[Aufgaben]
A – Zitiere aus dem Text über das Münchner Hard Rock Café den Abschnitt von „In allen 137“ bis einschließlich „ist grad nicht da.“.
B – Stelle alle Zeilen der Auflistung als Markdown-Tabelle mit den Spalten „Nr“ und „Zeile“ dar. Leerzeilen werden weggelassen.

Hard Rock Café:Der harte Rock 'n' Roll ist grad nicht da

In allen 137 Filialen liegen gleich viele Zwiebelringe auf den Burgern: Seit zehn Jahren pflegt das Münchner Hard Rock Café sein Image als Kultgaststätte - langhaarige Kerle mit Lederjacke aber sucht man dort meist vergeblich.

Anja Perkuhn

Es ist unmöglich. Es ist einfach völlig unmöglich, irgendwo im Hard Rock Café einen Bilderrahmen, ein Poster, einen Glaskasten mit einer Gitarre darin zu finden, der nicht perfekt parallel ausgerichtet zu seinem Nachbarn an der Wand hängt. Die Kellner in schwarzen Arbeitsuniformen huschen aufmerksam zwischen den Gästen hin und her, eine Pfeffermühle mit dreierlei Pfeffer steht auf jedem Tisch. Ein einmeterhohes Kind beißt in einen zentimeterhohen Burger und baumelt mit den Beinen. Der harte Rock'n'Roll - er ist grad nicht da.

[Bereitgestellte Daten]
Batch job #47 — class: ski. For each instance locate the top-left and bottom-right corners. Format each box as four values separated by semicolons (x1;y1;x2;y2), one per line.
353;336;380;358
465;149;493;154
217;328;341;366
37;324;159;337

[Lösungen]
A –
In allen 137 Filialen liegen gleich viele Zwiebelringe auf den Burgern: Seit zehn Jahren pflegt das Münchner Hard Rock Café sein Image als Kultgaststätte - langhaarige Kerle mit Lederjacke aber sucht man dort meist vergeblich.

Anja Perkuhn

Es ist unmöglich. Es ist einfach völlig unmöglich, irgendwo im Hard Rock Café einen Bilderrahmen, ein Poster, einen Glaskasten mit einer Gitarre darin zu finden, der nicht perfekt parallel ausgerichtet zu seinem Nachbarn an der Wand hängt. Die Kellner in schwarzen Arbeitsuniformen huschen aufmerksam zwischen den Gästen hin und her, eine Pfeffermühle mit dreierlei Pfeffer steht auf jedem Tisch. Ein einmeterhohes Kind beißt in einen zentimeterhohen Burger und baumelt mit den Beinen. Der harte Rock'n'Roll - er ist grad nicht da.

B –
| Nr | Zeile |
|---|---|
| 1 | Batch job #47 — class: ski. For each instance locate the top-left and bottom-right corners. Format each box as four values separated by semicolons (x1;y1;x2;y2), one per line. |
| 2 | 353;336;380;358 |
| 3 | 465;149;493;154 |
| 4 | 217;328;341;366 |
| 5 | 37;324;159;337 |